■ GIVEN TEXT ■
The application process for the Vets without Borders Student Program for the Summer of 2015 is now underway! In this program, veterinary students who are committed to global animal and human health are selected to work in several countries around the world. Students work with local and international veterinary teams on location-specific projects for three months. Participants will have a unique opportunity to gain sills and knowledge about global public health issues.
You can intern in Tanzania and improve poultry production and help raise the income of farmers and fight poverty. Poultry farmers in Tanzania rely on the egg and poultry economy for their livelihoods. VWB has a partnership with local agriculture colleges and students will have several opportunities for learning about the challenges that local farmers face with their livestock. A large portion of the time will be spent monitoring and updating the vaccination program and coordinating with local stakeholders.
In Kenya, students will collaborate with Kenyan veterinarians and students on research and clinical activities that benefit the the dairy farmer communities. Dairy farmers in Kenya are primarily women, and students will learn about how enhancing the productivity of the cows directly contributes to improved financial status and quality of life. Students will be involved with animal handling, sample collection, and project data collection.

■ AIM OF THE EXERCISE ■
Could you copy out the whole Vets without Borders student program text word for word? Draw only on the text above.

■ EXTRACTED MATERIAL ■
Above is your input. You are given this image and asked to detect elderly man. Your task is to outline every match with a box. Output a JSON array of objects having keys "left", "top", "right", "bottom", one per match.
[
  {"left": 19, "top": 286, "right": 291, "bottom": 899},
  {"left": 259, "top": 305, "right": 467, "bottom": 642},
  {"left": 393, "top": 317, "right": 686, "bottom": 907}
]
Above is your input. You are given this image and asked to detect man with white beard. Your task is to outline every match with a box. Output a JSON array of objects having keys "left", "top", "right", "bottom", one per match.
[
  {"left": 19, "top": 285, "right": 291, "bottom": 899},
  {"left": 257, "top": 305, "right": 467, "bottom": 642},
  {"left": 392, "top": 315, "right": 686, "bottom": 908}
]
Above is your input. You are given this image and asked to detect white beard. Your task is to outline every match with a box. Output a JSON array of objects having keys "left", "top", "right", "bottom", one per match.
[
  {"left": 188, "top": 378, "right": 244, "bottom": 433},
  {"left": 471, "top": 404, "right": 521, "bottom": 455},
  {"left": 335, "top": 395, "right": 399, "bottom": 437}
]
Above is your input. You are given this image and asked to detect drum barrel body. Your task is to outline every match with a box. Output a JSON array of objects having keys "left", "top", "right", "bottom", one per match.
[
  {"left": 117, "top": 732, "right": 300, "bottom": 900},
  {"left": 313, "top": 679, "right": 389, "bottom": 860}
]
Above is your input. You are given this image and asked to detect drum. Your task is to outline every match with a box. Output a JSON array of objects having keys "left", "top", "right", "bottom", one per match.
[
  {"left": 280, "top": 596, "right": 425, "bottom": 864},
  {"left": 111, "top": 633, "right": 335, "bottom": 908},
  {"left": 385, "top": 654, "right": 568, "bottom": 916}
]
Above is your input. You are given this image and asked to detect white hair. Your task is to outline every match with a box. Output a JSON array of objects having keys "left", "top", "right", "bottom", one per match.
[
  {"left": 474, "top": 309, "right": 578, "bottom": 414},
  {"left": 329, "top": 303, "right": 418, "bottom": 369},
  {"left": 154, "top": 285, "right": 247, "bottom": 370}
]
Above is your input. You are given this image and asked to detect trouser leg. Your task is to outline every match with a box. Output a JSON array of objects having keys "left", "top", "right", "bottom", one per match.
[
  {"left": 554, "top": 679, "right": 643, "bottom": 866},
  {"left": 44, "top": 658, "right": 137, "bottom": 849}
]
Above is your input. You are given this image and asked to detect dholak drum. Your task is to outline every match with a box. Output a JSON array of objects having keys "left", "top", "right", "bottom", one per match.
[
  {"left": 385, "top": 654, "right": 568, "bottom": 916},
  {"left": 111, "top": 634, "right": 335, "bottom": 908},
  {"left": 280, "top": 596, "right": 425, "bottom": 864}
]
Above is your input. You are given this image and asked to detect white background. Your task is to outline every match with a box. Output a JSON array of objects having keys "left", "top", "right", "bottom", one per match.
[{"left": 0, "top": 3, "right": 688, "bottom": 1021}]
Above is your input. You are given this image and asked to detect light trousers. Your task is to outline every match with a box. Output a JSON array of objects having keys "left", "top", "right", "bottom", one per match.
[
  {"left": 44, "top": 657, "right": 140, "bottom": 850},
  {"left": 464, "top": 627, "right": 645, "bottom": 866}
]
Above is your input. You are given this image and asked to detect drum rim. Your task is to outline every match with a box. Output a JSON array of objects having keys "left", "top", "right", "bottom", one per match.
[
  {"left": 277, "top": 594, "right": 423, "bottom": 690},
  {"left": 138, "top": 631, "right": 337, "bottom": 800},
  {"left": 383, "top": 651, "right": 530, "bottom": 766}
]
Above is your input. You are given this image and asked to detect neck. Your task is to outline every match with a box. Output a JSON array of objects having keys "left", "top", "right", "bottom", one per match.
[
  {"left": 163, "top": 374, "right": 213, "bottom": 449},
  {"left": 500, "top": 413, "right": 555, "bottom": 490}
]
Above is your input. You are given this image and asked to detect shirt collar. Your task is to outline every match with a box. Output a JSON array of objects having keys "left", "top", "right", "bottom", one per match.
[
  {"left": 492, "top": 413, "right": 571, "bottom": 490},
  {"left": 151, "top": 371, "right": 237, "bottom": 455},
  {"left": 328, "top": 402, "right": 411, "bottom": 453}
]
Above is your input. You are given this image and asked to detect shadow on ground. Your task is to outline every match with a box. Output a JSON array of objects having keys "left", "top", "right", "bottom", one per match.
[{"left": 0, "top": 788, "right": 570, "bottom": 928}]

■ ANSWER SECTION ■
The application process for the Vets without Borders Student Program for the Summer of 2015 is now underway! In this program, veterinary students who are committed to global animal and human health are selected to work in several countries around the world. Students work with local and international veterinary teams on location-specific projects for three months. Participants will have a unique opportunity to gain sills and knowledge about global public health issues.
You can intern in Tanzania and improve poultry production and help raise the income of farmers and fight poverty. Poultry farmers in Tanzania rely on the egg and poultry economy for their livelihoods. VWB has a partnership with local agriculture colleges and students will have several opportunities for learning about the challenges that local farmers face with their livestock. A large portion of the time will be spent monitoring and updating the vaccination program and coordinating with local stakeholders.
In Kenya, students will collaborate with Kenyan veterinarians and students on research and clinical activities that benefit the the dairy farmer communities. Dairy farmers in Kenya are primarily women, and students will learn about how enhancing the productivity of the cows directly contributes to improved financial status and quality of life. Students will be involved with animal handling, sample collection, and project data collection.